■ Directions
Do the three statements below agree with the dissertation summary that follows? Answer yes or no for each and quote the words of the summary that decide it.
1. The dissertation was completed at Harvard University.
2. The writers of these texts place Rome beyond the reach of divine judgment.
3. The project examines constructions of true and false prophecy at the intersections of interpretation, gender, and economics.

Olivia Stewart Lester, “Prophets and Their Rivals: Interpretation, Gender, and Economics in Revelation and Sibylline Oracles 4–5,” PhD Dissertation, Yale University, 2017.
In the century after the Romans destroyed the Jewish temple in Jerusalem, several Jewish and Christian writers answered the burning questions of their age by writing prophecy. The book of Revelation and two Jewish books from the Sibylline Oracles are examples of such prophetic writing.[1] Revelation and Sibylline Oracles 4–5 grapple with the ascent of Roman power and the destruction of the Jerusalem Temple. The writers of these texts employ prophecy to reorder their world and imagine an alternate universe. They place Rome under the governance of divine judgment, displacing Roman power by subordinating it to the power of their God.
John and the Jewish sibyllists assert themselves against rivals—political and prophetic. They bolster their own authority by presenting their message as true prophecy, and they malign conflicting viewpoints as false prophecy. My dissertation-to-book-project, Prophetic Rivalry, Gender, and Economics: A Study in Revelation and Sibylline Oracles 4–5, examines constructions of true and false prophecy in these texts at the intersections of interpretation, gender, and economics.

■ Data lines
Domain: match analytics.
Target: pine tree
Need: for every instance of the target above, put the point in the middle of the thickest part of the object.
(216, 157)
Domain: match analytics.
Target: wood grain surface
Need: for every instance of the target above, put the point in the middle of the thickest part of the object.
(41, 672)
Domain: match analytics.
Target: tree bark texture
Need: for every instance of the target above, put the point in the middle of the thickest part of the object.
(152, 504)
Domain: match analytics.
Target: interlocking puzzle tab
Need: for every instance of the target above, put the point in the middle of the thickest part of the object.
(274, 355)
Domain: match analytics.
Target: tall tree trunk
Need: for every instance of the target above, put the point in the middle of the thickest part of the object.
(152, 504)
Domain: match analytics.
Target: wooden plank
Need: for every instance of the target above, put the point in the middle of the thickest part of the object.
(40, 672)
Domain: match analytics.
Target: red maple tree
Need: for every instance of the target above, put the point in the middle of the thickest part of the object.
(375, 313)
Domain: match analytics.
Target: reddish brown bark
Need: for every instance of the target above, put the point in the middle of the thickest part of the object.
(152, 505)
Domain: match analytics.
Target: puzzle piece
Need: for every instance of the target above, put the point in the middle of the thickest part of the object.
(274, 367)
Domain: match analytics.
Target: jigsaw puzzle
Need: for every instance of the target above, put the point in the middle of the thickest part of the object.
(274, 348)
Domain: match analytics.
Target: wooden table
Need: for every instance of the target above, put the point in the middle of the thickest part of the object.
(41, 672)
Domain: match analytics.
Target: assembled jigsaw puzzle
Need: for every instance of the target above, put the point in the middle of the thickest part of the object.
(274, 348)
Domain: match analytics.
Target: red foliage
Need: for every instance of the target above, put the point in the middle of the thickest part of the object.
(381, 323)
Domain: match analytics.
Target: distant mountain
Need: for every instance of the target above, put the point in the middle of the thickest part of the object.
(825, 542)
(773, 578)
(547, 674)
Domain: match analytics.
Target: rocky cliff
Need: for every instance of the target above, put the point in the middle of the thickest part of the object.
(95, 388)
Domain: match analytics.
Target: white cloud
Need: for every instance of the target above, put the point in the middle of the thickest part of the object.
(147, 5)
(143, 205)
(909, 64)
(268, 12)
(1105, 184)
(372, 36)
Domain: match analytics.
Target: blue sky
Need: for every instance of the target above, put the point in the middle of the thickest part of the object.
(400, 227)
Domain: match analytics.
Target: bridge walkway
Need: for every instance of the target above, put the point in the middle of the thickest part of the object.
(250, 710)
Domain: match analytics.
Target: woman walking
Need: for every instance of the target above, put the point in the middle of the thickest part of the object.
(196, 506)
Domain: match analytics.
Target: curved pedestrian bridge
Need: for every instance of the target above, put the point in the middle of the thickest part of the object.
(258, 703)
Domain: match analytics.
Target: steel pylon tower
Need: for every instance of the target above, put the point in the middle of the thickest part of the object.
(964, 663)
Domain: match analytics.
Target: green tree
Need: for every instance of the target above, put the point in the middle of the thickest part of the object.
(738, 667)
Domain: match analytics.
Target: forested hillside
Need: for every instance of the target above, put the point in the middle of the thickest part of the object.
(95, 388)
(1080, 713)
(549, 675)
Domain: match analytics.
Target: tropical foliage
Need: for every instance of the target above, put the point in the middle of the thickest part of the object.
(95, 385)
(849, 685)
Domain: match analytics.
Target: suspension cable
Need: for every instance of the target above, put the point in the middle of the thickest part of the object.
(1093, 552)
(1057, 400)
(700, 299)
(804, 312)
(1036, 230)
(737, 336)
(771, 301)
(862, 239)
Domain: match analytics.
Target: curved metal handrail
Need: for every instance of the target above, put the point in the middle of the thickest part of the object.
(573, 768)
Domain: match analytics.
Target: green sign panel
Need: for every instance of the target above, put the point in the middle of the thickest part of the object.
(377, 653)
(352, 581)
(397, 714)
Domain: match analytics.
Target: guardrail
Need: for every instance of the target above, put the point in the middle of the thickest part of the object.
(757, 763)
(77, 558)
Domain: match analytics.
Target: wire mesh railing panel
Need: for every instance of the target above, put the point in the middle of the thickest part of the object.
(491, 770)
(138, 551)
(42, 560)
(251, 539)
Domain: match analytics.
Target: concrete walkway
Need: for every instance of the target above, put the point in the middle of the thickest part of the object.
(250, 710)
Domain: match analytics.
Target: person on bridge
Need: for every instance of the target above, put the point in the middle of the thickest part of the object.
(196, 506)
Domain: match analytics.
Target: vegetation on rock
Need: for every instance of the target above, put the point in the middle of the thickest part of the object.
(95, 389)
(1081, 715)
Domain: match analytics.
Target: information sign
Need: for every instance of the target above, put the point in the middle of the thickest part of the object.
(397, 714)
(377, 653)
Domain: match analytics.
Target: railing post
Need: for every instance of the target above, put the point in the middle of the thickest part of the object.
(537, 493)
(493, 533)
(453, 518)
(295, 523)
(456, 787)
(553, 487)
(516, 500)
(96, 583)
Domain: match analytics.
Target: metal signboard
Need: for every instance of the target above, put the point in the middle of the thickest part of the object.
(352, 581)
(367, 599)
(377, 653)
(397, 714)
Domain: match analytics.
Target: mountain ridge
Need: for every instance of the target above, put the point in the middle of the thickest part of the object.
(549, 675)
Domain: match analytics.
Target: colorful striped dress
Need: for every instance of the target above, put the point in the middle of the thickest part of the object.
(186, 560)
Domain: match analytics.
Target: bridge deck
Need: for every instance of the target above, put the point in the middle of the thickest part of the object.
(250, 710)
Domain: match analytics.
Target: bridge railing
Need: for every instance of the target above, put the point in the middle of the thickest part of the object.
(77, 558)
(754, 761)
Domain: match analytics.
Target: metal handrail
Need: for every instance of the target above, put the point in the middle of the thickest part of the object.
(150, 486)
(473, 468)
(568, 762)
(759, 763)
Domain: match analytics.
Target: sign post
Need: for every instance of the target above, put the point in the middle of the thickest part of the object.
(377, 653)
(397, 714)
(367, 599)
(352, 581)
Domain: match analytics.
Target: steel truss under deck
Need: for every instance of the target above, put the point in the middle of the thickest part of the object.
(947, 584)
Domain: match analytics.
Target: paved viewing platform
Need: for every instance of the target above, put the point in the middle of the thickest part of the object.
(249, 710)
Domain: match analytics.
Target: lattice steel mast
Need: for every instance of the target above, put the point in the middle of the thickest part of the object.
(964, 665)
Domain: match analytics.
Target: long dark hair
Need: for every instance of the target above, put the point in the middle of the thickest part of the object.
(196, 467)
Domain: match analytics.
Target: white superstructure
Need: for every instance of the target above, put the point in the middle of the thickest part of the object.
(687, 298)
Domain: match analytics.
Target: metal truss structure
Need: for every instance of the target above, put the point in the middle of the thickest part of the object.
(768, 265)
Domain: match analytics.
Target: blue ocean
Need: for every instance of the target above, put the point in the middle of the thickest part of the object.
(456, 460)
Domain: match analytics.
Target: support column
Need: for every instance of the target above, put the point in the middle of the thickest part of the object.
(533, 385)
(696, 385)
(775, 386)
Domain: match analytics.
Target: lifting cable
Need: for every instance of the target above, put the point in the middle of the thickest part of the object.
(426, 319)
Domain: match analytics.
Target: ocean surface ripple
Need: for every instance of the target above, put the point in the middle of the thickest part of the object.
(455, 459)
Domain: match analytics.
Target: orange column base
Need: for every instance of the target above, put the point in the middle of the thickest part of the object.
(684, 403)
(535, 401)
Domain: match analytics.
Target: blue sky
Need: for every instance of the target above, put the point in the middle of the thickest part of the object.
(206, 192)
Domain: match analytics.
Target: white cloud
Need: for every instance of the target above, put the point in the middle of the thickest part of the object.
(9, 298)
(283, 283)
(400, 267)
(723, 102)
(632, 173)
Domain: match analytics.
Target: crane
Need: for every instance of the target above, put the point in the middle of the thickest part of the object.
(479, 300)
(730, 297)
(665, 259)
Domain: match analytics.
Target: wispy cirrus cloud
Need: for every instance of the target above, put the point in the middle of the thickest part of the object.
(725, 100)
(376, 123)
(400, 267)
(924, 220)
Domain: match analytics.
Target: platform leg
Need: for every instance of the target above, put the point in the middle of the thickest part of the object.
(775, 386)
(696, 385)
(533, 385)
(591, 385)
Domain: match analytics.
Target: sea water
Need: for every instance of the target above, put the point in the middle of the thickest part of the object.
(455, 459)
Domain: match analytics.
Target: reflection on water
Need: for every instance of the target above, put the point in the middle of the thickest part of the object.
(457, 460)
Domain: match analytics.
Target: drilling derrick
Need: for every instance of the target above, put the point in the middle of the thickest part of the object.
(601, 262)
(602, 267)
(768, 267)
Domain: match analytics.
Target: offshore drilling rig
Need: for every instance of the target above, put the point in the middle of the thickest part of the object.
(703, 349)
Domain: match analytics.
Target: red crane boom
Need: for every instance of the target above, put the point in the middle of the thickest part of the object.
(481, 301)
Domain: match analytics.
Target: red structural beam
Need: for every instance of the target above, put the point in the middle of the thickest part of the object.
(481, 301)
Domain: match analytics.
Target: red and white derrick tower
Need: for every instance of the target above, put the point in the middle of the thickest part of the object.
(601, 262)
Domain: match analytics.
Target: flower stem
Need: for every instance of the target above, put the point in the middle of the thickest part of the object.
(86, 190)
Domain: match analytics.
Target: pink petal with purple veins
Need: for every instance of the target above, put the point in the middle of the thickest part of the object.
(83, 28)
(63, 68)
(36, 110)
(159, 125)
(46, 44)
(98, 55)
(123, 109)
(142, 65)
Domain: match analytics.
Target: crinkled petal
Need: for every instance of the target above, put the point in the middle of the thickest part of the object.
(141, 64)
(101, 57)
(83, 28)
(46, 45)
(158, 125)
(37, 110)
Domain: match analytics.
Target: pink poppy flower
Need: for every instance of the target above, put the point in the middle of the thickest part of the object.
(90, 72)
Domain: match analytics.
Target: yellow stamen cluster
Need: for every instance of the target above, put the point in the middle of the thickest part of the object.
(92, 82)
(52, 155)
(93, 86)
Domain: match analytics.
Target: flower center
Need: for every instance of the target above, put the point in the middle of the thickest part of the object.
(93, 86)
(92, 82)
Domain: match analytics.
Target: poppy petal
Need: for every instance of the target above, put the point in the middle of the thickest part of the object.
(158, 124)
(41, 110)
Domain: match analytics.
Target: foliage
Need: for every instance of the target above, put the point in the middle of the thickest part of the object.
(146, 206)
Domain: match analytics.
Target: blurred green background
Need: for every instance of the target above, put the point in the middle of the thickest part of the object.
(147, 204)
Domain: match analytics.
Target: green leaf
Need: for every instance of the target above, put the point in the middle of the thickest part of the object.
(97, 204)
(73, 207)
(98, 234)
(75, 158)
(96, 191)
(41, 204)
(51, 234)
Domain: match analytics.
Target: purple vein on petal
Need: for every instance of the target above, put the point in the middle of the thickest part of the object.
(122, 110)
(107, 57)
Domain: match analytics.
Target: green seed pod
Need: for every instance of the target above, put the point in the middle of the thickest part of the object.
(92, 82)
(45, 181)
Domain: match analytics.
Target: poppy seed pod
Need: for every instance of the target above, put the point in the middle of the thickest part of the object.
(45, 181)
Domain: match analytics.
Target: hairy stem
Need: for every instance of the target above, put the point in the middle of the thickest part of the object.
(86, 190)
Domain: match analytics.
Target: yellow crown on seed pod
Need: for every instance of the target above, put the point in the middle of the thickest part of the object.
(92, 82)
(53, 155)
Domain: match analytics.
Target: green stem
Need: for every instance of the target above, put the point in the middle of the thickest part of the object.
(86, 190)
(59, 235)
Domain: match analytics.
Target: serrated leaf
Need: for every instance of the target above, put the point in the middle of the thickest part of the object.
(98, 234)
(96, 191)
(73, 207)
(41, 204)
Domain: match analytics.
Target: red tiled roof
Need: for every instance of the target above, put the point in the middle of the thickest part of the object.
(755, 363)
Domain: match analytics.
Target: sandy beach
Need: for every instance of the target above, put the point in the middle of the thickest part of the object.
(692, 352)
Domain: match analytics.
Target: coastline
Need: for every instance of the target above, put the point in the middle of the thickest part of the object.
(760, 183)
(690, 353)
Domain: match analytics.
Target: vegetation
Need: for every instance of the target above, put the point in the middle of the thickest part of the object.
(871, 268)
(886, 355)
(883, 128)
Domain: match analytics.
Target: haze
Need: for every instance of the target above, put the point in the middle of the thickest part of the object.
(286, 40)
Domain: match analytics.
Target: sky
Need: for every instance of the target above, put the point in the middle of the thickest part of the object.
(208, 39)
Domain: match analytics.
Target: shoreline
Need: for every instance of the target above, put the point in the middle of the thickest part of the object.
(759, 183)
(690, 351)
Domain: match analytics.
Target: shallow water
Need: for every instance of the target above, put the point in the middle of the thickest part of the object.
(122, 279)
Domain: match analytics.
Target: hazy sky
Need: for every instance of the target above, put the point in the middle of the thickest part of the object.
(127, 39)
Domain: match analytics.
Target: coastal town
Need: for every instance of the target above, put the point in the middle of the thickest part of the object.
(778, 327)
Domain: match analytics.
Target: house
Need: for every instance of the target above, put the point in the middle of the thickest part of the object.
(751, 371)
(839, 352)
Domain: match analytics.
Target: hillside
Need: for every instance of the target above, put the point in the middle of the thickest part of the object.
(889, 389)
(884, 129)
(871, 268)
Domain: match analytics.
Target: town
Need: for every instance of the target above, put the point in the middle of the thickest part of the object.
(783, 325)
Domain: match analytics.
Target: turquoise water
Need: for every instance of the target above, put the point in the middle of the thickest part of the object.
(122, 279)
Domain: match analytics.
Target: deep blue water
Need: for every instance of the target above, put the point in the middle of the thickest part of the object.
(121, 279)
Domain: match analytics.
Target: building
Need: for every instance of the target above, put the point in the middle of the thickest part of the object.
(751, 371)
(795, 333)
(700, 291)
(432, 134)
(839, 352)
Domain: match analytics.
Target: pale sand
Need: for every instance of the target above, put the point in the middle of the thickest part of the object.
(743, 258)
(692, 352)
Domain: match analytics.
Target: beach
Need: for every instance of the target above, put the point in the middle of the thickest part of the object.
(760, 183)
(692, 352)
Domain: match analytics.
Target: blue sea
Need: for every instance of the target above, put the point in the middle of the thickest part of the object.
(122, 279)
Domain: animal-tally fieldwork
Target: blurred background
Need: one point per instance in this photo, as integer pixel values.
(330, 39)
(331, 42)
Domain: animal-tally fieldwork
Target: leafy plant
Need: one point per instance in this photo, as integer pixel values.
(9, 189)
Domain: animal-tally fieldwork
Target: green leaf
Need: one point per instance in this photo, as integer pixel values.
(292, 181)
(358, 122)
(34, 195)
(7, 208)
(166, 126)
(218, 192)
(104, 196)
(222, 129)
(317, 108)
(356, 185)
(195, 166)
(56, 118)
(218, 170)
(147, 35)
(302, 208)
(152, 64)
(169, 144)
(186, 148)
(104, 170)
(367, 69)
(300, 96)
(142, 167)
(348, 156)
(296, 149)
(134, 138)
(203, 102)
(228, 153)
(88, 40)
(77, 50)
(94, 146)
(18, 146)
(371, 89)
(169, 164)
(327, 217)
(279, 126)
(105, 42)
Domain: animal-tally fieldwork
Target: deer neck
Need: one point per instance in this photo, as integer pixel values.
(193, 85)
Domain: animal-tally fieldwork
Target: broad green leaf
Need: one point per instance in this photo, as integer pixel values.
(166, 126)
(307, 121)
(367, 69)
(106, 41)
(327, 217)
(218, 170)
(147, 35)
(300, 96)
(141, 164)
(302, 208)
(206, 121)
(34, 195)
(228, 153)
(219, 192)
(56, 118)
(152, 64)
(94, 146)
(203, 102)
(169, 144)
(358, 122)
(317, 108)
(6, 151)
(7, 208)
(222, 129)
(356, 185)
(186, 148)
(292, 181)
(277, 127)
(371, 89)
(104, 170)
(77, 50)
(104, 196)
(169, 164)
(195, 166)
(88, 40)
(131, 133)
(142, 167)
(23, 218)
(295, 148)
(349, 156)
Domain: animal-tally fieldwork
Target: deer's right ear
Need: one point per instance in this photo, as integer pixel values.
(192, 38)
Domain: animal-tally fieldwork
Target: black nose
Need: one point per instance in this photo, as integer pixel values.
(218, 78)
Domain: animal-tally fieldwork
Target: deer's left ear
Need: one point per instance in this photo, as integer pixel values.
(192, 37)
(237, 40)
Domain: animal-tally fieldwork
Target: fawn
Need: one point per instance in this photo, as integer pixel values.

■ Worked answer
1. No: "PhD Dissertation, Yale University, 2017."
2. No: "They place Rome under the governance of divine judgment"
3. Yes: "examines constructions of true and false prophecy in these texts at the intersections of interpretation, gender, and economics."